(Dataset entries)
-------------------------

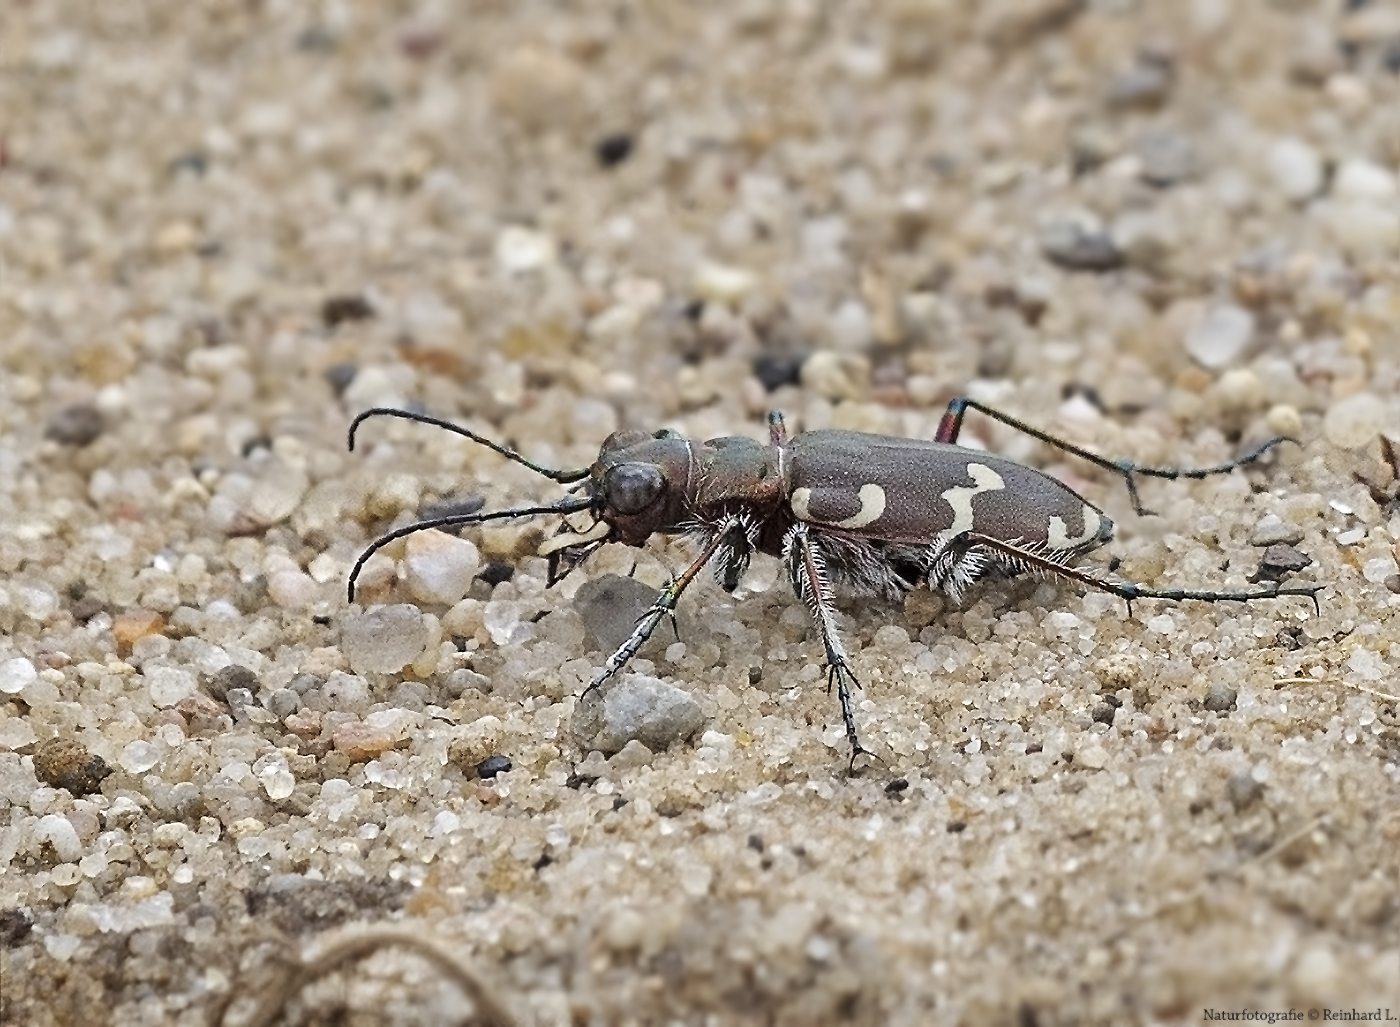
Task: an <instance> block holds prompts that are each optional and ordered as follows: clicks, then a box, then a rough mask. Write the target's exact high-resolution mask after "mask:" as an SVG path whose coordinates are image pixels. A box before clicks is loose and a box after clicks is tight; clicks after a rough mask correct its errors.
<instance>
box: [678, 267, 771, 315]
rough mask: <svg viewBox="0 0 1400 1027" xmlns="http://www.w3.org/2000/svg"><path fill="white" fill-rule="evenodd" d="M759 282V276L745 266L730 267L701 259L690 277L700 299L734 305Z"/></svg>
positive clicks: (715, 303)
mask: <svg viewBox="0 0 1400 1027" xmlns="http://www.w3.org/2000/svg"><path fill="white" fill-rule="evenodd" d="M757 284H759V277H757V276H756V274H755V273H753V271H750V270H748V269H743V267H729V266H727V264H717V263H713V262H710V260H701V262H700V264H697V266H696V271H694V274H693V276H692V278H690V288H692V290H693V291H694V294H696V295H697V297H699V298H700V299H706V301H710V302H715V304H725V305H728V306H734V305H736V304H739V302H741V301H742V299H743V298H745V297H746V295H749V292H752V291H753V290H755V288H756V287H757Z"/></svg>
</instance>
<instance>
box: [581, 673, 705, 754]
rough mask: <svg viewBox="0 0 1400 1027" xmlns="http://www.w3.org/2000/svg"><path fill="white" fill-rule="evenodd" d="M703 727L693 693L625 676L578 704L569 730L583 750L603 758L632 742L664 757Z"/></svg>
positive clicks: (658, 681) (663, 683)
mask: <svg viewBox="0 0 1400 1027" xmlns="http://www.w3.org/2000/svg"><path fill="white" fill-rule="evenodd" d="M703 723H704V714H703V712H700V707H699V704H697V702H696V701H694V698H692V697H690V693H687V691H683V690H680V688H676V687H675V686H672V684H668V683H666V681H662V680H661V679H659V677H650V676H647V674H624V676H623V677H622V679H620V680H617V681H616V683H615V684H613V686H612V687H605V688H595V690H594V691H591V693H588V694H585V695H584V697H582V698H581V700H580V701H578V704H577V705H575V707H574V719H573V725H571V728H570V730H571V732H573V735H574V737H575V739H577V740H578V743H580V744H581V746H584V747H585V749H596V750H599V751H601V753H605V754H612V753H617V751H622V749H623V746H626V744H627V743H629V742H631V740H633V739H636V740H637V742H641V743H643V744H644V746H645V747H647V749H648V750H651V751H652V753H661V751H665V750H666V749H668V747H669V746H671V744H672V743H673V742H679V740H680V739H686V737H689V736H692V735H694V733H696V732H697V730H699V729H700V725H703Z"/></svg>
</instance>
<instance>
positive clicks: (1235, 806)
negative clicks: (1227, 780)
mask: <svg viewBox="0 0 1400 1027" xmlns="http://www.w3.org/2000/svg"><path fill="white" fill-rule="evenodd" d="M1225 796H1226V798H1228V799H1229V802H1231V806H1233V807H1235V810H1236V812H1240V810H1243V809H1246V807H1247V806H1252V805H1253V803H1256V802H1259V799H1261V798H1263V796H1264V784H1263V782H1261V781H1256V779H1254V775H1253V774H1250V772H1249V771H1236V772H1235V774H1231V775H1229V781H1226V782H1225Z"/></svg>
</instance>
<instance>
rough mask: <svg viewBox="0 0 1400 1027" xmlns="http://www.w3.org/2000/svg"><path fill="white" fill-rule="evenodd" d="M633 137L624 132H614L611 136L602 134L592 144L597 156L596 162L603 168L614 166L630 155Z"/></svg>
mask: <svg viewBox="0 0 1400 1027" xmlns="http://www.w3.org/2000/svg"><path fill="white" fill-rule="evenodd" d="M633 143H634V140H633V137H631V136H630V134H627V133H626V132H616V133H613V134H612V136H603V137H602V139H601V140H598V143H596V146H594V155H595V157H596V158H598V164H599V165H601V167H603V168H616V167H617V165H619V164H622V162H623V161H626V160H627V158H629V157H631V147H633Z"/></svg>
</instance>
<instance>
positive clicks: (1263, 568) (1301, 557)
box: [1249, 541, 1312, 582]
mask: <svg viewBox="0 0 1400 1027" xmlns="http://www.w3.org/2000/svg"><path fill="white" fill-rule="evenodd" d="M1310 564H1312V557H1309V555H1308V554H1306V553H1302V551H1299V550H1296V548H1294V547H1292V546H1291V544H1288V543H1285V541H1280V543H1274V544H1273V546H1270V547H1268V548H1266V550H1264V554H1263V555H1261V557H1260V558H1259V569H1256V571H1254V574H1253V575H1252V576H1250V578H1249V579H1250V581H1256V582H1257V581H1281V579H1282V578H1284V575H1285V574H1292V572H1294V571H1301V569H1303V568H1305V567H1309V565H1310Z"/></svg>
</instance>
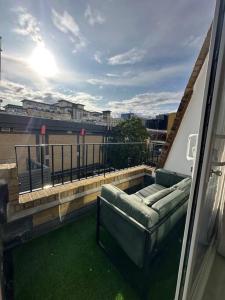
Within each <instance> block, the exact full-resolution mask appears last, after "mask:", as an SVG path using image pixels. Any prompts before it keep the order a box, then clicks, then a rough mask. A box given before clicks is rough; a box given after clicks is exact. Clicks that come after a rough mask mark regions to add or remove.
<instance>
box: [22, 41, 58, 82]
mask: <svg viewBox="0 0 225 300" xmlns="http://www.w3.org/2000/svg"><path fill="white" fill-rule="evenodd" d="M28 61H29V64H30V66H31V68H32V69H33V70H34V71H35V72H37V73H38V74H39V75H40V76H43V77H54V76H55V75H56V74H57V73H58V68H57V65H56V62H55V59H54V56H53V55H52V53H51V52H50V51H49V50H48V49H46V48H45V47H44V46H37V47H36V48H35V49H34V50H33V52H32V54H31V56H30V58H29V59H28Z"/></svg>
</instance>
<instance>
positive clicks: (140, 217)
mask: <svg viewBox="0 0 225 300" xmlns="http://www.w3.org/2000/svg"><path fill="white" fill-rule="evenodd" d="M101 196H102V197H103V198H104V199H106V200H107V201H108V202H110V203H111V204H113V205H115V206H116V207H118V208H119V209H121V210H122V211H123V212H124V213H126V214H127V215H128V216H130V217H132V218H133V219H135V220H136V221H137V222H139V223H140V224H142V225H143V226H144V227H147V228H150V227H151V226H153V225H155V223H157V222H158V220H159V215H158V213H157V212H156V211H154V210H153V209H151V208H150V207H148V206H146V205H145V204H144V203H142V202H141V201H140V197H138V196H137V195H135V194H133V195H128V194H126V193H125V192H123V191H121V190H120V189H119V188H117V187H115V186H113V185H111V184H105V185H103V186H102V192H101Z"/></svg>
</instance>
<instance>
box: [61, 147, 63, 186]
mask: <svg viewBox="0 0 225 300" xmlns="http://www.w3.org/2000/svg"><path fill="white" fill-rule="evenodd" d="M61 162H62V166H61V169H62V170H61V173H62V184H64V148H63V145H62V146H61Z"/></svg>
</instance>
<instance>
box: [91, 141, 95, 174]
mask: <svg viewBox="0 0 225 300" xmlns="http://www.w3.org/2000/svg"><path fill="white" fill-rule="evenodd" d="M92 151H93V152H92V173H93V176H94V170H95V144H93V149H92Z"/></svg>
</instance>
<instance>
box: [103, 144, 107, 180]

-------------------------

→ Action item
Reproduce the records above, beginning at their start and stopping after the line that contains "box: [678, 267, 771, 315]", with both ends included. Leave the pictures out of your answer.

→ Solution for this exercise
Task: an <instance> block holds prompts that are each optional and ordered as follows: clicks, then a box, then a rough mask. Write the target's exact high-resolution mask after "mask:" as an SVG path whose coordinates are image pixels. A box before clicks is loose and a box after clicks is tight; clicks after a rough mask correct its errors.
<instance>
box: [678, 267, 771, 315]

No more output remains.